◆ **What you need to do**
Repeat the section of the Kenenisa Bekele passage word for word, starting at "If he could" and stopping after "Bekele is facing.".

◆ **Passage provided**
++++

If he could get the world record, it would all but end the debate over the greatest distance runner in history. Hermens said that’s the goal that has rekindled Bekele’s fire in recent years, making his motivation “the best ever” at the age of 39. Yet Hermens also knows this sport and the odds Bekele is facing.

“We have to be fair, his last good [marathon] was two years ago,” he said. “His preparation was a little short, but he’s very, very serious. It’s Kenenisa Bekele, there’s only one Kenenisa. The motor is still a Ferrari. We just hope the chassis is holding together.”

Sunday’s race will mark the first leg of an ambitious fall double by Bekele; he will race the New York City Marathon just six weeks later on November 7. Racing two marathons six weeks apart is rare but not unheard of at the top level, but there’s method in what many might perceive as madness. One reason it’s achievable, according to Hermens, is the new era of super shoes.

++++

◆ **Data listing**

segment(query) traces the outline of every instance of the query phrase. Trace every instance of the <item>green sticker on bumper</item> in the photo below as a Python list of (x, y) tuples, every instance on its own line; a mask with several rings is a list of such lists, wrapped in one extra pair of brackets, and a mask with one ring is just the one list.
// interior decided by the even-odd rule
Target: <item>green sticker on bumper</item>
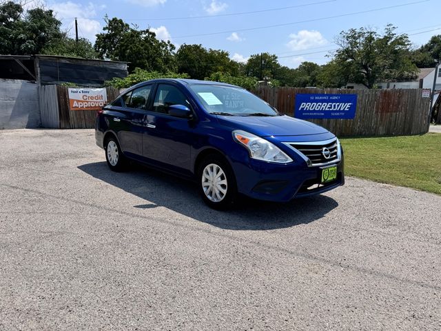
[(337, 167), (327, 168), (322, 170), (322, 183), (337, 179)]

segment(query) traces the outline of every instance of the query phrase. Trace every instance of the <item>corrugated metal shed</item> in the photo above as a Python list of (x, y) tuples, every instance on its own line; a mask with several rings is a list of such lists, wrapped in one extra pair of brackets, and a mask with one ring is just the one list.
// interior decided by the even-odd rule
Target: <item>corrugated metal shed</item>
[(127, 62), (55, 55), (0, 55), (0, 79), (33, 81), (41, 85), (73, 83), (102, 86), (127, 75)]

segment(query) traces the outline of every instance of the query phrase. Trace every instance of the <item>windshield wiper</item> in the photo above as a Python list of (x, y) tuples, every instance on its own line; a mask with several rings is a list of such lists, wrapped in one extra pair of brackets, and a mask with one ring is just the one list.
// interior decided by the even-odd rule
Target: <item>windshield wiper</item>
[(271, 114), (265, 114), (265, 112), (252, 112), (251, 114), (240, 114), (240, 116), (277, 116), (271, 115)]
[(234, 116), (229, 112), (210, 112), (210, 114), (213, 114), (214, 115), (224, 115), (224, 116)]

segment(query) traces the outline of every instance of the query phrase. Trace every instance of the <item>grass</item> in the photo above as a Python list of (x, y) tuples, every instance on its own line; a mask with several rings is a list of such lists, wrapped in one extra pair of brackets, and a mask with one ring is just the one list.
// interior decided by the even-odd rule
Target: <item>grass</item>
[(340, 142), (345, 174), (441, 195), (441, 134)]

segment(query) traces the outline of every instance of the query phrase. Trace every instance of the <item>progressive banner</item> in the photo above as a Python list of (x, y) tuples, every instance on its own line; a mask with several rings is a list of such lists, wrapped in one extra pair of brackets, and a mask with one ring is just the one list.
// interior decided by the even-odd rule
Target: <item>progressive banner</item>
[(352, 119), (357, 94), (296, 94), (294, 117)]
[(107, 102), (105, 88), (68, 88), (70, 110), (100, 110)]

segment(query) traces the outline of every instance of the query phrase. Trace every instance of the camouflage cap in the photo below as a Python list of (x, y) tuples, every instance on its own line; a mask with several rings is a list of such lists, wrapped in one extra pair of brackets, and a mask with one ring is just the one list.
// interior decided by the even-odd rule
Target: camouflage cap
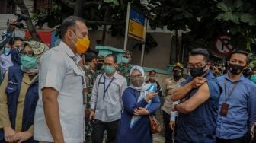
[(98, 54), (98, 58), (99, 59), (99, 60), (104, 60), (104, 56), (102, 56), (102, 55), (99, 55), (99, 54)]

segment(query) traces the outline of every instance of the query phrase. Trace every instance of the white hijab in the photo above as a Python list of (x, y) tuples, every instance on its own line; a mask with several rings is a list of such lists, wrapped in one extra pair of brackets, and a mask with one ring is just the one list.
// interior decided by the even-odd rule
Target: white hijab
[[(132, 73), (133, 71), (137, 70), (139, 71), (142, 76), (144, 77), (144, 81), (146, 79), (146, 75), (145, 75), (145, 72), (144, 70), (142, 67), (140, 66), (133, 66), (130, 71), (130, 76), (131, 76)], [(131, 82), (132, 83), (132, 82)], [(135, 89), (138, 91), (139, 91), (139, 97), (138, 98), (137, 103), (139, 103), (139, 101), (141, 101), (143, 98), (145, 98), (145, 97), (147, 95), (147, 94), (149, 92), (152, 92), (152, 91), (155, 91), (155, 87), (154, 86), (152, 86), (150, 84), (146, 84), (145, 81), (143, 83), (143, 84), (140, 87), (134, 87), (132, 84), (131, 85), (129, 86), (129, 87)], [(148, 102), (148, 104), (145, 106), (145, 108), (147, 108), (149, 105), (151, 104), (151, 100), (149, 100)], [(134, 124), (141, 118), (140, 116), (135, 116), (133, 115), (130, 123), (130, 128), (132, 129), (134, 126)]]

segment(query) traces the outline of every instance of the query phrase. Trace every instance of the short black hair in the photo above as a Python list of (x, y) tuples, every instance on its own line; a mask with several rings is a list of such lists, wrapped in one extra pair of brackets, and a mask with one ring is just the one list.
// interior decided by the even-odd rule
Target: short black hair
[(85, 62), (91, 62), (93, 59), (97, 59), (95, 53), (90, 52), (85, 53)]
[(242, 54), (242, 55), (245, 56), (246, 56), (246, 63), (248, 64), (249, 62), (249, 53), (248, 53), (247, 52), (242, 51), (242, 50), (235, 50), (230, 55), (229, 59), (230, 59), (231, 56), (234, 54)]
[(203, 55), (204, 56), (203, 60), (205, 60), (206, 62), (210, 61), (210, 54), (206, 49), (202, 48), (194, 49), (190, 52), (189, 56), (194, 56), (197, 55)]
[(8, 42), (8, 43), (9, 43), (10, 45), (13, 46), (16, 41), (24, 41), (24, 40), (20, 37), (11, 37), (9, 40), (9, 41)]
[(252, 71), (256, 71), (256, 66), (252, 68)]
[(154, 72), (155, 75), (156, 74), (156, 72), (155, 72), (155, 70), (152, 70), (152, 71), (150, 71), (150, 72), (149, 72), (149, 74), (151, 74), (151, 73), (152, 73), (152, 72)]
[(77, 21), (85, 23), (85, 21), (82, 18), (76, 16), (69, 16), (64, 19), (60, 27), (60, 35), (62, 38), (64, 38), (64, 36), (69, 28), (71, 28), (72, 30), (75, 31)]
[(107, 56), (105, 56), (104, 59), (106, 59), (106, 58), (107, 58), (107, 57), (112, 57), (113, 59), (114, 59), (114, 63), (117, 63), (117, 56), (116, 56), (115, 55), (114, 55), (114, 54), (108, 54), (108, 55), (107, 55)]

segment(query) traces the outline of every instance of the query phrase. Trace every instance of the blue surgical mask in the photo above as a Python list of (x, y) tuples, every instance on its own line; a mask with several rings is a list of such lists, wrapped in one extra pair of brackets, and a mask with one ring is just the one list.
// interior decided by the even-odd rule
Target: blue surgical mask
[(124, 63), (124, 64), (128, 64), (129, 63), (129, 59), (128, 58), (124, 58), (123, 57), (122, 58), (122, 62)]
[(256, 84), (256, 75), (252, 75), (251, 76), (251, 80)]
[(27, 56), (27, 55), (21, 56), (21, 67), (24, 69), (31, 69), (37, 65), (37, 57)]
[(10, 48), (5, 48), (4, 53), (5, 55), (8, 55), (10, 53), (11, 49)]
[(107, 74), (111, 74), (114, 72), (113, 66), (104, 65), (103, 68)]

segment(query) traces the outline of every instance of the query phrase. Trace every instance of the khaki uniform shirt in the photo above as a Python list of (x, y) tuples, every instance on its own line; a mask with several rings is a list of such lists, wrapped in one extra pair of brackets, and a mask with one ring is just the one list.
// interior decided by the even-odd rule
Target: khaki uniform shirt
[(171, 113), (171, 108), (172, 106), (172, 102), (171, 100), (171, 93), (178, 87), (180, 87), (181, 83), (184, 81), (185, 79), (181, 78), (177, 82), (174, 80), (173, 78), (168, 78), (165, 80), (163, 84), (163, 96), (165, 99), (164, 105), (162, 106), (162, 110), (168, 114)]

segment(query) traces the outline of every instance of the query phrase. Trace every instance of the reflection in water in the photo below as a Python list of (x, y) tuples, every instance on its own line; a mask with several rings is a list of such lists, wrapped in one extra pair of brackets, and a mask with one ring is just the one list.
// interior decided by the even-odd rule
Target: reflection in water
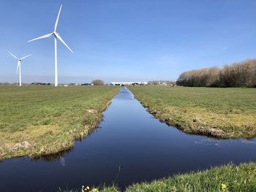
[(36, 161), (0, 164), (1, 191), (56, 191), (118, 183), (121, 188), (212, 166), (256, 161), (256, 139), (214, 139), (189, 135), (153, 118), (127, 88), (104, 112), (104, 120), (69, 153)]

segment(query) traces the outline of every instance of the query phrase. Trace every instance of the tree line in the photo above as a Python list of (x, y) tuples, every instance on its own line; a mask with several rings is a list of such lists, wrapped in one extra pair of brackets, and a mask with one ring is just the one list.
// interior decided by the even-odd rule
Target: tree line
[(256, 88), (256, 59), (183, 72), (177, 85), (187, 87)]

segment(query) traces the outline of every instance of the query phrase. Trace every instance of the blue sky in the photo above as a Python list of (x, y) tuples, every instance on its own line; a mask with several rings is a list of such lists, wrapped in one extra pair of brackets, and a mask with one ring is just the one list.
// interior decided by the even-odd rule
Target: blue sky
[(57, 31), (60, 82), (175, 80), (184, 71), (254, 58), (256, 1), (1, 0), (0, 82), (53, 82)]

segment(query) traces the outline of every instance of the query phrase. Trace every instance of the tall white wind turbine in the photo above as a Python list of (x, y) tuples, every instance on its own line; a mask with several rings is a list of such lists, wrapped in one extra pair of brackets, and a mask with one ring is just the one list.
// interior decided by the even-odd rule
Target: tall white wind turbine
[(50, 37), (51, 36), (54, 36), (54, 69), (55, 69), (55, 86), (58, 86), (58, 65), (57, 65), (57, 39), (59, 39), (72, 53), (73, 53), (73, 51), (69, 47), (69, 46), (67, 46), (67, 45), (65, 43), (65, 42), (62, 39), (62, 38), (59, 36), (59, 34), (56, 32), (56, 29), (57, 29), (57, 26), (58, 26), (58, 22), (59, 22), (59, 14), (61, 13), (61, 7), (62, 7), (62, 4), (61, 5), (61, 7), (59, 8), (59, 14), (58, 14), (58, 17), (56, 19), (56, 22), (55, 23), (55, 26), (54, 26), (54, 31), (53, 32), (46, 34), (46, 35), (43, 35), (39, 37), (35, 38), (34, 39), (31, 39), (30, 41), (29, 41), (29, 42), (34, 41), (34, 40), (37, 40), (37, 39), (44, 39), (44, 38), (48, 38)]
[(19, 70), (19, 77), (20, 77), (20, 86), (21, 86), (21, 61), (23, 58), (26, 58), (27, 57), (29, 57), (31, 55), (32, 55), (31, 54), (30, 55), (28, 55), (25, 57), (23, 57), (23, 58), (17, 58), (15, 55), (13, 55), (12, 53), (10, 53), (9, 51), (9, 53), (12, 56), (14, 57), (15, 58), (18, 59), (18, 65), (17, 65), (17, 73), (18, 73), (18, 70)]

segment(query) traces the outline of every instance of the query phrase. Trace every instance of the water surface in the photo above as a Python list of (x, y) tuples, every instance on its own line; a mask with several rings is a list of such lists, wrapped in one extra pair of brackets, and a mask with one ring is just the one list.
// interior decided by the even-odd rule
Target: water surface
[[(211, 166), (256, 161), (256, 139), (218, 140), (160, 123), (127, 88), (104, 112), (99, 128), (52, 160), (0, 163), (1, 191), (56, 191), (85, 185), (118, 186)], [(118, 177), (116, 178), (119, 169)]]

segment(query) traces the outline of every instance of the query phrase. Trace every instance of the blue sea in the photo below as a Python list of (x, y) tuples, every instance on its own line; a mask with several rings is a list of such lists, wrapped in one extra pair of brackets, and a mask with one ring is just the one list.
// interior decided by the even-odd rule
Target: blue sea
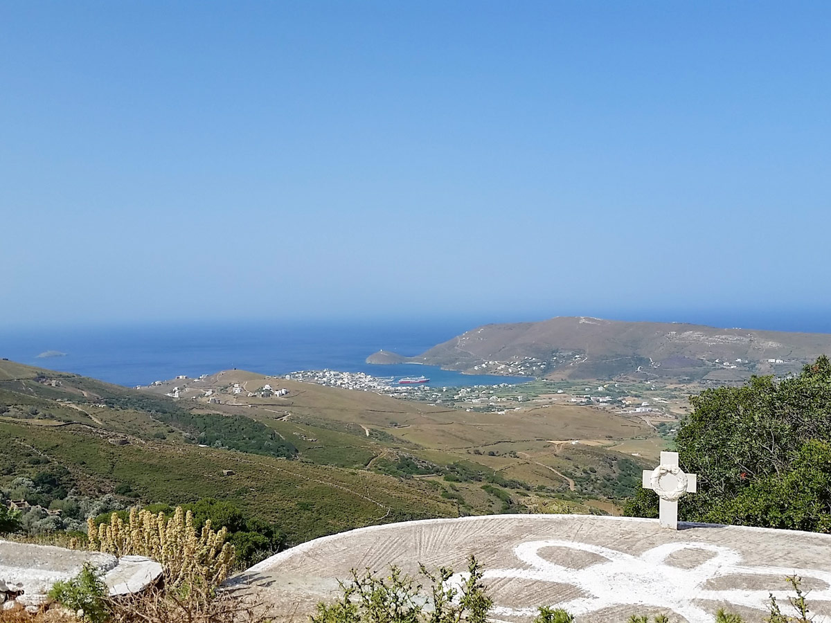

++++

◆ **Worked solution**
If he could get the world record, it would all but end the debate over the greatest distance runner in history. Hermens said that’s the goal that has rekindled Bekele’s fire in recent years, making his motivation “the best ever” at the age of 39. Yet Hermens also knows this sport and the odds Bekele is facing.